Weather Report for Titan

Categories: Titan

Storm Brews over Titan’s Tropical Dessert

This Gemini North infrared image of Saturn and Titan (at about 6 o’clock position) was obtained on May 7, 2009. At the perimeter of Saturn’s ring the F-ring is faintly visible.
Credit: Gemini Observatory/AURA/Henry Roe, Lowell Observatory/Emily Schaller, Insitute for Astronomy, University of Hawai‘i

While far from a tropical rain forest, the equatorial region of Saturn’s largest moon, Titan, has recently displayed tantalizing evidence that the parched, dry desert can support large-scale storms.

The research, published in the August 13, 2009 issue of the journal Nature, announces the discovery of significant cloud formation (about three million square kilometers) within the moon’s tropical zone near its equator. Prior to this event (in April 2008) it was not known whether significant cloud formation was possible in Titan’s tropical regions. This activity in Titan’s tropics and mid-latitudes also seems to have triggered subsequent cloud development at the moon’s south pole where it was considered improbable due to the sun’s seasonal angle relative to Titan.

The evidence comes from a team of US astronomers using the Gemini North telescope and NASA’s Infrared Telescope Facility (IRTF) both on Hawaii’s Mauna Kea. "We obtain frequent observations with IRTF giving us a ‘weather report’ of sorts for Titan. When the IRTF observations indicate that cloud activity has increased, we are able to trigger the next night on the Gemini telescope to determine where on Titan the clouds are located," said team member Emily Schaller who was at the University of Hawai‘i Institute for Astronomy when this work was done. In fact, in the past eight years of monitoring at Gemini no significant clouds over Titan’s tropical regions were spotted.

Gemini North adaptive optics image of Titan showing storm feature (bright area).
Credit: Gemini Observatory/AURA/Henry Roe, Lowell Observatory/Emily Schaller, Insitute for Astronomy, University of Hawai‘i

Titan, the solar system’s second largest moon, has received considerable attention by scientists since NASA’s Cassini mission deployed the Huygens probe that descended through the moon’s atmosphere in January 2005. During its descent, the probe’s cameras revealed small-scale channels and what appear to be stream beds in the equatorial regions that seemed to contradict atmospheric models predicting extremely dry desert-like conditions near the equator. Until now these erosional (fluvial) features have been explained by the possibility of liquid methane seeping out of the ground.

[DATA SECTION]:
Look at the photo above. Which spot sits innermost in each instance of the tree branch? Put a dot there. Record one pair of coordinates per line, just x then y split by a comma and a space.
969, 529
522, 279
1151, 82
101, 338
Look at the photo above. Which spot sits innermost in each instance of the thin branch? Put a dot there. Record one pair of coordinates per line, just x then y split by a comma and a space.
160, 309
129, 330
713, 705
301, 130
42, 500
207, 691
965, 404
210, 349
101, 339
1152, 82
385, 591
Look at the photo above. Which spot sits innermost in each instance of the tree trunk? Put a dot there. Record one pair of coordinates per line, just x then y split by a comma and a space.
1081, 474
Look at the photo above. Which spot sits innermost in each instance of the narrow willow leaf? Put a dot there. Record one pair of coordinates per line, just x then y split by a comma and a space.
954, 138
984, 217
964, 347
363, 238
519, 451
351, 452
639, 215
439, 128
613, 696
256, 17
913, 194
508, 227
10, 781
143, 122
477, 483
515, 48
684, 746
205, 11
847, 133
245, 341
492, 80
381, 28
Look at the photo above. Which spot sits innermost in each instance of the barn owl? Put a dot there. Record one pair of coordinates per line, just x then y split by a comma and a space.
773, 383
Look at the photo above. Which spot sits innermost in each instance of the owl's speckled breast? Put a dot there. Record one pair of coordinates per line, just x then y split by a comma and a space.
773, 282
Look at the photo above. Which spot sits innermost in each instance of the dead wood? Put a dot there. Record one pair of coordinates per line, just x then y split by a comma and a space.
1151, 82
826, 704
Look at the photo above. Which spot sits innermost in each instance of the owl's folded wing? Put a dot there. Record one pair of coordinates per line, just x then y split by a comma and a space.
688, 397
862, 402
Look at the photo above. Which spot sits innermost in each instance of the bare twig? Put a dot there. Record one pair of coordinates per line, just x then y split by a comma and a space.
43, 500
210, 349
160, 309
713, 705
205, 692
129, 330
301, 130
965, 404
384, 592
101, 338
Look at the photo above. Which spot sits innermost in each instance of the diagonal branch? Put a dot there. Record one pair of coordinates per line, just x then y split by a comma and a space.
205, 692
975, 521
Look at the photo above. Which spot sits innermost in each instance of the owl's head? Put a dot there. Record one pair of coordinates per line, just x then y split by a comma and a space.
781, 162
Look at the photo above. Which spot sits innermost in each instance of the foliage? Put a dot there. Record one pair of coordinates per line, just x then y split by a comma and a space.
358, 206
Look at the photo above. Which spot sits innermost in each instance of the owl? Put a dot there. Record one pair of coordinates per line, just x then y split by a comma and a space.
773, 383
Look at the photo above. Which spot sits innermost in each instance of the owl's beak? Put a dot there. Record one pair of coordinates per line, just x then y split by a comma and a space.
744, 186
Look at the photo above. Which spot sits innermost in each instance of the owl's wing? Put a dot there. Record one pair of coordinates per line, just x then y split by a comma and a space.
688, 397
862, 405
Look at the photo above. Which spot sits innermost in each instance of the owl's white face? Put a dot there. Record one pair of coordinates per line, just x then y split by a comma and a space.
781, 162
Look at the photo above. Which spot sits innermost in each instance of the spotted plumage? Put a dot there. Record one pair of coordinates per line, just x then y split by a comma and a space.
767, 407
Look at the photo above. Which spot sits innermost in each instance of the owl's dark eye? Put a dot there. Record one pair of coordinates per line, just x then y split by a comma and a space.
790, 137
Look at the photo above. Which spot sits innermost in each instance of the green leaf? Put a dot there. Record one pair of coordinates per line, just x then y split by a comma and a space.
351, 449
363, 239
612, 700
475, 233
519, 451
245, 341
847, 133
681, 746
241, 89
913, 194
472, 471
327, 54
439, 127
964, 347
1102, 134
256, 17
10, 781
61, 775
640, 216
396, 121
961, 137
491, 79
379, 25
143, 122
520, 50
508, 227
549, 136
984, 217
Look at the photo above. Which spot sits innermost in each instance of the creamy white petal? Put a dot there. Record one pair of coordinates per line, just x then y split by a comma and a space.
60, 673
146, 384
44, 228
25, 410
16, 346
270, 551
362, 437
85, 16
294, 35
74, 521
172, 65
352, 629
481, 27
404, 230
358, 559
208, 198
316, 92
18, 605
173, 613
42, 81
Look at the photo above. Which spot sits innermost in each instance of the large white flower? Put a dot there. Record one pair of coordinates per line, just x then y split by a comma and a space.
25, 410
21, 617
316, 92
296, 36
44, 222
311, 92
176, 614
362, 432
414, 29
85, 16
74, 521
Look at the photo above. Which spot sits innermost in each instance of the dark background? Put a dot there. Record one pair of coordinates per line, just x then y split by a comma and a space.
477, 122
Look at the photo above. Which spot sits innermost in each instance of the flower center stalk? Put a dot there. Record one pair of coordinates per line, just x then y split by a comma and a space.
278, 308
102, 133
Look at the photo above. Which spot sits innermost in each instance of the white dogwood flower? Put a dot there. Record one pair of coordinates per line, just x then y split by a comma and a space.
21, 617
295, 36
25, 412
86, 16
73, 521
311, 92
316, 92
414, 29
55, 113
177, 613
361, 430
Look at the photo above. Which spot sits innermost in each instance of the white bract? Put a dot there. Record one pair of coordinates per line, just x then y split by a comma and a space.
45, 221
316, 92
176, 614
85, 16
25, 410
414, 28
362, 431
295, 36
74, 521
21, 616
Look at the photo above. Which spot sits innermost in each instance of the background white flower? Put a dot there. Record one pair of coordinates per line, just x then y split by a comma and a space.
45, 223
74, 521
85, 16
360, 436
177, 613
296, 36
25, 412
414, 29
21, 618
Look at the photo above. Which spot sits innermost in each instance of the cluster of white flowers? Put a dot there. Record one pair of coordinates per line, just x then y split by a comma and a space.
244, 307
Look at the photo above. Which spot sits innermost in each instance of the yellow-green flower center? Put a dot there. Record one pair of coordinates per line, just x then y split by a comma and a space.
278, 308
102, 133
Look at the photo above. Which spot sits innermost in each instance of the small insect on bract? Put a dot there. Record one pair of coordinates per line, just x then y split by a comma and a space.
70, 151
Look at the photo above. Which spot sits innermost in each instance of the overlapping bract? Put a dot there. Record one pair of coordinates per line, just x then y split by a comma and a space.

[TASK REQUIREMENTS]:
**a.** List every date in the Titan weather report that includes a named month.
**b.** Reproduce the stretch of the Titan weather report from "Categories: Titan" through "is faintly visible.".

[ANSWER LIST]:
**a.**
May 7, 2009
August 13, 2009
April 2008
January 2005

**b.**
Categories: Titan

Storm Brews over Titan’s Tropical Dessert

This Gemini North infrared image of Saturn and Titan (at about 6 o’clock position) was obtained on May 7, 2009. At the perimeter of Saturn’s ring the F-ring is faintly visible.